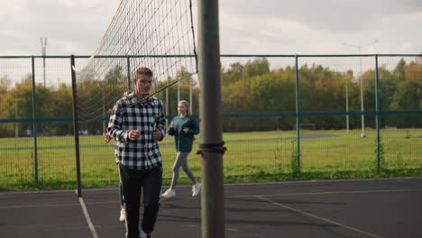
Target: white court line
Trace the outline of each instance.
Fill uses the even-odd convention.
[[[287,206],[287,205],[284,205],[284,204],[280,204],[280,203],[272,201],[272,200],[271,200],[271,199],[268,199],[268,198],[263,197],[261,197],[261,196],[255,196],[255,197],[258,197],[258,198],[260,198],[260,199],[265,200],[265,201],[267,201],[267,202],[269,202],[269,203],[271,203],[271,204],[273,204],[273,205],[277,205],[277,206],[281,206],[281,207],[283,207],[283,208],[286,208],[286,209],[288,209],[288,210],[290,210],[290,211],[293,211],[293,212],[296,212],[296,213],[299,213],[299,214],[302,214],[302,215],[307,215],[307,216],[311,216],[311,217],[316,218],[316,219],[318,219],[318,220],[325,221],[325,222],[329,223],[329,224],[336,224],[336,225],[339,225],[339,226],[341,226],[341,227],[344,227],[344,228],[346,228],[346,229],[349,229],[349,230],[352,230],[352,231],[360,233],[363,233],[363,234],[369,235],[369,236],[371,236],[371,237],[382,238],[381,236],[379,236],[379,235],[376,235],[376,234],[373,234],[373,233],[367,233],[367,232],[363,232],[363,231],[359,230],[359,229],[357,229],[357,228],[354,228],[354,227],[352,227],[352,226],[348,226],[348,225],[345,225],[345,224],[344,224],[337,223],[337,222],[335,222],[335,221],[333,221],[333,220],[329,220],[329,219],[324,218],[324,217],[319,216],[319,215],[313,215],[313,214],[310,214],[310,213],[307,213],[307,212],[304,212],[304,211],[301,211],[301,210],[293,208],[293,207],[289,206]]]
[[[353,178],[353,179],[318,179],[318,180],[299,180],[299,181],[277,181],[277,182],[257,182],[257,183],[228,183],[225,187],[232,186],[255,186],[255,185],[275,185],[275,184],[303,184],[303,183],[335,183],[335,182],[365,182],[365,181],[384,181],[384,180],[411,180],[422,179],[422,177],[399,177],[399,178]],[[170,186],[170,185],[168,185]],[[168,186],[163,186],[167,188]],[[178,188],[192,187],[191,185],[178,185]],[[116,187],[112,188],[83,188],[84,192],[96,191],[109,191],[115,190]],[[21,195],[21,194],[49,194],[49,193],[68,193],[74,192],[75,189],[60,189],[60,190],[34,190],[34,191],[14,191],[14,192],[0,192],[0,196]]]
[[[301,195],[331,195],[331,194],[364,194],[364,193],[399,193],[399,192],[420,192],[420,189],[394,189],[394,190],[356,190],[356,191],[333,191],[333,192],[314,192],[314,193],[280,193],[280,194],[262,194],[263,197],[279,196],[301,196]],[[239,195],[227,196],[225,198],[252,197],[257,195]]]
[[[115,201],[107,202],[90,202],[87,205],[103,205],[103,204],[115,204]],[[38,205],[23,205],[23,206],[3,206],[0,209],[13,209],[13,208],[38,208],[38,207],[58,207],[58,206],[79,206],[78,203],[68,203],[68,204],[38,204]]]
[[[84,199],[82,197],[79,197],[79,203],[80,203],[80,206],[82,206],[82,211],[84,212],[85,218],[87,219],[87,223],[88,224],[89,230],[91,230],[92,236],[94,238],[98,238],[98,235],[96,234],[96,227],[94,227],[94,224],[92,224],[91,217],[89,217],[89,214],[87,210],[87,206],[85,206]]]

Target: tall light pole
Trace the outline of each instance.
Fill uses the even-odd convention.
[[[378,40],[375,40],[372,42],[366,43],[366,44],[360,44],[360,45],[354,45],[354,44],[347,44],[347,43],[343,43],[345,46],[351,46],[357,48],[359,50],[359,78],[360,78],[360,84],[361,84],[361,112],[362,112],[362,134],[361,137],[366,137],[365,133],[365,116],[363,114],[363,80],[362,78],[362,49],[364,47],[367,47],[371,44],[378,42]]]
[[[349,133],[350,130],[350,126],[349,126],[349,76],[348,74],[346,73],[346,77],[345,77],[345,79],[346,79],[346,112],[347,112],[347,114],[346,114],[346,133]]]
[[[41,38],[41,53],[42,53],[42,67],[44,69],[44,87],[45,87],[45,49],[47,48],[47,37]]]

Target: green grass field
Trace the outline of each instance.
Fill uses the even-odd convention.
[[[381,130],[381,171],[377,171],[376,131],[301,131],[300,174],[293,173],[296,131],[227,133],[224,141],[225,180],[262,181],[422,175],[422,129]],[[327,136],[327,137],[325,137]],[[308,138],[311,137],[311,138]],[[0,138],[0,190],[69,188],[76,184],[74,138],[39,137],[38,182],[34,182],[33,138]],[[117,166],[113,144],[103,136],[80,137],[84,187],[115,186]],[[197,149],[197,140],[194,151]],[[173,138],[161,142],[164,183],[171,178]],[[200,156],[188,164],[200,177]],[[180,183],[188,183],[180,173]]]

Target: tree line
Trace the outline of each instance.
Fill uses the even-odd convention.
[[[422,60],[416,58],[406,62],[401,59],[392,69],[380,66],[379,107],[392,114],[381,116],[381,126],[420,127],[420,114],[394,114],[395,111],[422,110]],[[360,82],[363,84],[364,111],[375,111],[375,71],[370,69],[357,74],[352,69],[339,72],[322,65],[302,65],[298,69],[300,112],[313,113],[303,115],[300,124],[312,125],[312,129],[345,128],[345,115],[333,114],[346,111],[346,97],[349,112],[361,111]],[[199,87],[185,68],[176,76],[157,82],[156,88],[180,80],[157,95],[168,105],[169,118],[177,114],[178,87],[180,99],[189,98],[189,85],[192,84],[194,114],[198,114]],[[80,114],[88,116],[81,128],[89,133],[104,132],[103,121],[114,103],[127,90],[127,76],[119,66],[111,69],[103,78],[96,78],[93,72],[79,75],[78,96],[87,105],[80,106]],[[221,68],[222,113],[225,116],[225,132],[291,130],[296,126],[296,69],[293,66],[271,69],[266,58],[258,58],[244,64],[234,62]],[[36,85],[36,108],[38,118],[72,117],[71,87],[61,84],[56,87]],[[347,96],[346,96],[347,88]],[[11,87],[7,76],[0,77],[0,118],[29,119],[32,117],[32,75]],[[168,100],[168,102],[166,102]],[[106,114],[105,114],[105,111]],[[318,114],[319,113],[319,114]],[[375,126],[373,114],[366,116],[365,124]],[[199,115],[200,118],[200,115]],[[351,128],[359,128],[361,115],[350,115]],[[31,123],[19,123],[18,133],[25,135],[32,129]],[[72,133],[72,123],[64,120],[39,124],[39,130],[46,134],[62,135]],[[14,136],[17,130],[13,123],[0,124],[0,136]]]

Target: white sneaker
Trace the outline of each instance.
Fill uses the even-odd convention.
[[[141,230],[139,238],[151,238],[151,233],[145,233],[142,230]]]
[[[121,222],[124,222],[126,220],[126,209],[123,208],[120,209],[120,218]]]
[[[176,196],[176,191],[174,189],[169,188],[164,193],[162,193],[161,196],[166,198],[170,198]]]
[[[192,197],[198,196],[200,191],[201,191],[201,184],[200,183],[197,182],[194,186],[192,186]]]

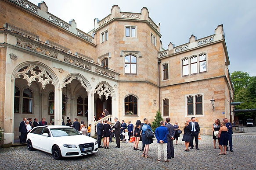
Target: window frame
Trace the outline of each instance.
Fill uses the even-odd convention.
[[[165,105],[165,102],[167,102],[167,104]],[[163,116],[169,117],[169,99],[165,98],[162,100],[162,106],[163,106]]]
[[[125,25],[124,35],[125,37],[137,38],[137,26],[133,25]],[[129,29],[129,35],[127,34],[127,30]],[[133,34],[133,31],[134,30],[134,36]]]
[[[167,65],[167,69],[165,69],[165,66]],[[169,79],[169,64],[168,63],[165,62],[162,65],[162,80],[166,80]],[[166,74],[165,74],[165,73]],[[165,76],[165,75],[167,75],[167,77]]]
[[[108,40],[108,29],[104,31],[101,33],[101,43],[106,42]]]
[[[126,62],[126,57],[130,56],[130,62]],[[131,58],[131,56],[133,56],[136,59],[136,62],[132,62],[132,58]],[[125,56],[124,57],[124,73],[125,74],[133,74],[133,75],[136,75],[137,74],[137,56],[132,55],[132,54],[129,54],[128,55],[126,55],[126,56]],[[129,65],[130,66],[130,73],[126,73],[126,64]],[[128,65],[127,65],[128,66]],[[132,73],[132,70],[133,70],[133,69],[132,69],[132,66],[135,66],[135,73]]]

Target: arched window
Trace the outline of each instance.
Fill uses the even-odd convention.
[[[128,55],[125,57],[125,73],[136,74],[137,73],[137,59],[136,57],[132,55]]]
[[[108,68],[108,59],[104,59],[101,62],[101,66],[106,69]]]
[[[14,112],[20,112],[20,101],[21,99],[21,92],[18,87],[15,87],[14,97]]]
[[[163,116],[169,116],[169,100],[163,100]]]
[[[25,89],[22,93],[22,113],[32,113],[33,93],[29,88]]]
[[[124,112],[125,115],[138,114],[138,99],[130,95],[124,98]]]
[[[163,80],[168,80],[169,78],[168,75],[168,64],[165,63],[162,65]]]
[[[88,97],[84,100],[81,96],[77,97],[77,116],[88,116]]]

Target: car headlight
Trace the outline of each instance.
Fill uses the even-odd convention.
[[[76,146],[75,145],[64,144],[63,146],[64,146],[65,148],[76,148]]]

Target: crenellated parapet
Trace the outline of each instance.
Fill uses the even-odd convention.
[[[94,43],[94,38],[91,36],[76,28],[74,20],[67,23],[48,12],[48,7],[44,2],[38,4],[39,6],[26,0],[9,0],[20,7],[25,9],[42,18],[72,32],[88,42]]]
[[[202,46],[214,43],[224,39],[223,33],[223,25],[218,26],[215,30],[215,34],[213,35],[204,37],[197,40],[196,37],[191,35],[189,38],[189,42],[174,47],[172,43],[170,43],[168,46],[168,49],[159,52],[159,58],[163,57],[174,54],[178,53],[185,51],[193,49],[199,46]]]
[[[148,10],[146,7],[144,7],[141,9],[141,13],[125,12],[120,11],[120,8],[117,5],[115,5],[112,7],[111,14],[101,20],[99,20],[97,18],[94,19],[94,30],[103,26],[114,19],[146,21],[159,33],[160,33],[160,24],[157,25],[149,17]],[[91,32],[89,34],[92,34]]]

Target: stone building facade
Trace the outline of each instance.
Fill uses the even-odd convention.
[[[108,118],[135,123],[152,121],[159,110],[181,125],[195,117],[202,134],[212,133],[215,118],[233,118],[222,25],[213,35],[192,35],[188,43],[164,50],[160,24],[145,7],[132,13],[114,5],[88,33],[75,20],[48,13],[44,2],[3,0],[0,9],[0,126],[6,146],[18,139],[23,117],[55,125],[77,118],[94,125],[94,116],[107,108]]]

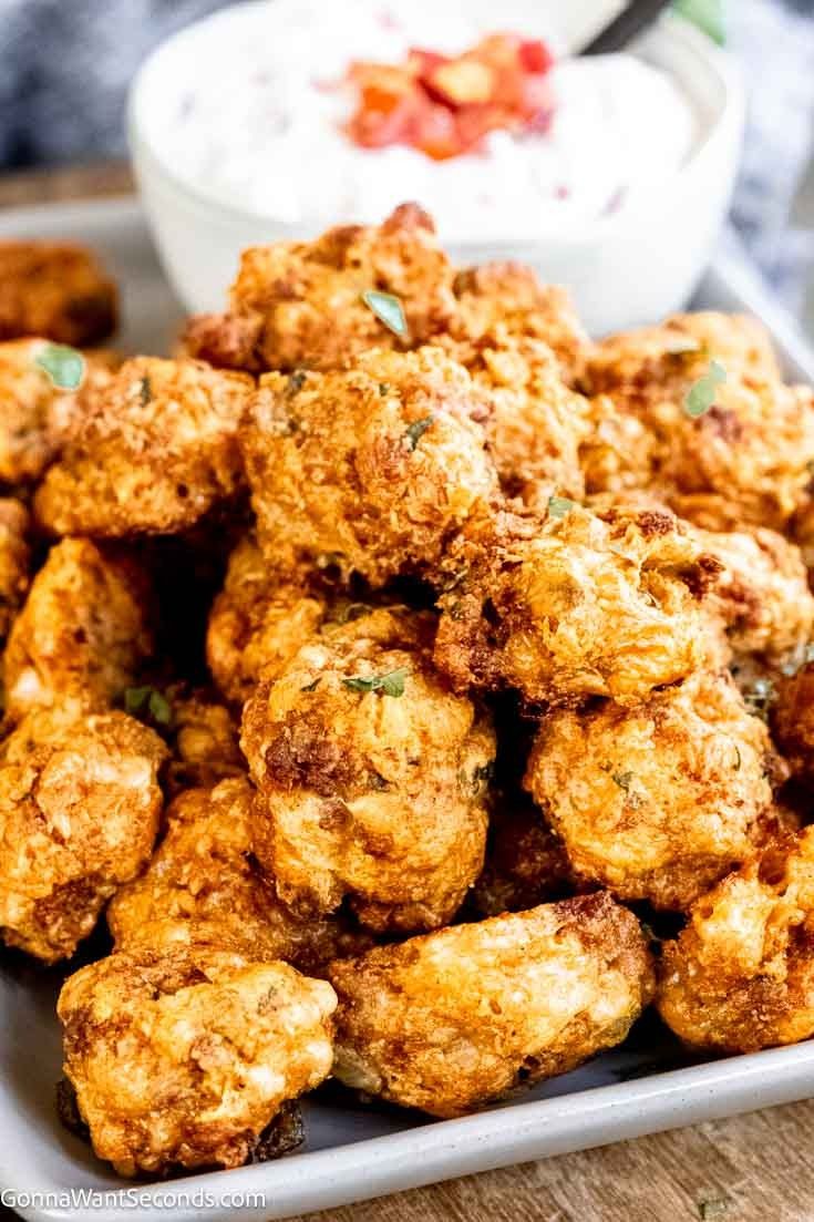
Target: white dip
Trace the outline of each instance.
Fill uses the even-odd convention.
[[[199,193],[312,230],[380,220],[405,199],[458,241],[539,237],[640,209],[687,158],[697,120],[672,79],[632,55],[557,64],[550,130],[493,132],[479,153],[433,161],[407,147],[363,149],[343,133],[354,98],[339,82],[352,60],[401,64],[411,46],[458,54],[502,29],[556,50],[556,34],[529,22],[533,10],[517,0],[240,5],[159,53],[171,71],[160,73],[147,136]]]

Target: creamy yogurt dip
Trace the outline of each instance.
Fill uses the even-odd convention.
[[[691,153],[698,125],[676,83],[633,55],[557,62],[548,131],[494,131],[477,153],[445,161],[406,145],[361,148],[343,131],[352,61],[398,64],[414,46],[458,54],[496,21],[556,50],[556,31],[541,29],[538,15],[530,24],[533,11],[504,2],[495,13],[491,0],[241,5],[193,32],[148,134],[199,193],[312,229],[376,221],[416,199],[441,236],[533,238],[647,207]]]

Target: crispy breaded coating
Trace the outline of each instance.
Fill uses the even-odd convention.
[[[477,527],[450,547],[440,600],[435,661],[457,689],[636,704],[704,661],[706,557],[671,513],[573,506]]]
[[[682,909],[771,830],[769,733],[728,672],[546,717],[526,787],[577,874]]]
[[[607,893],[457,925],[334,964],[334,1075],[461,1116],[576,1068],[650,998],[647,943]]]
[[[348,897],[370,929],[434,929],[480,873],[494,734],[435,675],[430,639],[429,617],[373,611],[247,701],[254,852],[291,907]]]
[[[45,340],[0,343],[0,480],[6,484],[40,478],[83,414],[84,403],[112,374],[112,354],[86,353],[81,389],[60,390],[37,364],[48,347]]]
[[[89,539],[64,539],[32,582],[2,655],[6,712],[17,720],[66,700],[103,710],[133,683],[152,648],[139,566]]]
[[[713,605],[736,657],[757,654],[777,665],[799,654],[814,632],[814,596],[799,549],[760,527],[699,532],[699,539],[724,566]]]
[[[329,556],[374,585],[431,569],[497,489],[472,420],[484,395],[439,348],[262,378],[241,440],[263,551]]]
[[[226,699],[242,704],[260,675],[275,678],[319,629],[328,605],[302,565],[264,560],[246,535],[229,557],[207,628],[207,662]]]
[[[565,844],[521,794],[493,797],[486,859],[471,902],[483,916],[524,912],[563,899],[584,886],[571,868]]]
[[[369,945],[347,923],[303,920],[277,899],[252,857],[252,800],[243,776],[172,802],[147,870],[108,907],[117,951],[205,945],[323,975],[330,959]]]
[[[417,204],[402,204],[380,226],[343,225],[314,242],[275,242],[243,252],[224,315],[199,315],[185,342],[214,365],[339,369],[365,348],[425,343],[455,310],[453,270]],[[364,303],[369,290],[402,303],[397,336]]]
[[[87,346],[117,325],[119,293],[95,255],[71,242],[0,241],[0,340],[42,335]]]
[[[54,963],[148,860],[164,743],[123,712],[33,712],[0,745],[0,936]]]
[[[5,644],[26,590],[31,554],[28,510],[13,497],[0,497],[0,646]]]
[[[100,538],[194,525],[242,486],[237,433],[252,385],[198,360],[127,360],[48,470],[39,521]]]
[[[331,1068],[334,990],[285,963],[194,947],[121,952],[64,985],[65,1073],[120,1176],[240,1167]]]
[[[726,380],[695,418],[691,387],[715,359]],[[711,530],[739,524],[782,530],[801,505],[814,461],[814,397],[783,386],[760,335],[726,315],[678,315],[661,326],[612,336],[590,353],[582,386],[610,395],[651,434],[647,468],[626,484],[656,484],[682,517]],[[603,491],[594,473],[592,491]],[[618,472],[610,489],[621,486]]]
[[[522,263],[485,263],[458,271],[453,291],[456,310],[449,331],[456,340],[477,346],[500,326],[548,345],[568,385],[581,375],[590,342],[565,288],[540,284]]]
[[[488,391],[478,418],[504,492],[540,510],[554,495],[582,500],[590,406],[562,381],[551,348],[502,325],[473,342],[439,342]]]
[[[814,1034],[814,829],[702,896],[665,942],[656,1004],[687,1044],[754,1052]]]
[[[219,781],[246,774],[240,748],[240,727],[232,714],[203,689],[183,684],[165,693],[170,706],[170,748],[166,767],[167,792],[211,788]]]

____

**Stated exercise:**
Turn everything from the line containing "Target: window frame" down to the line containing "[[[108,40],[108,29],[104,31],[101,33],[101,43],[106,42]]]", both included, into a JSON list of strings with one string per line, skipping any blank lines.

**Output below:**
[
  "Target: window frame",
  "Trace the outline of each instance.",
  "Fill uses the even-odd convention.",
  "[[[165,105],[165,102],[167,102],[167,104]],[[163,116],[169,117],[169,99],[165,98],[162,100],[162,106],[163,106]]]",
  "[[[125,25],[124,35],[125,37],[137,38],[137,26],[133,25]],[[129,29],[129,35],[127,34],[127,30]],[[133,34],[133,31],[134,30],[134,36]]]",
  "[[[167,65],[167,69],[165,69],[165,66]],[[169,79],[169,64],[168,63],[165,62],[162,65],[162,80],[166,80]],[[166,74],[165,74],[165,73]],[[165,76],[165,75],[167,75],[167,77]]]",
  "[[[108,40],[108,29],[104,31],[101,33],[101,43],[106,42]]]"
]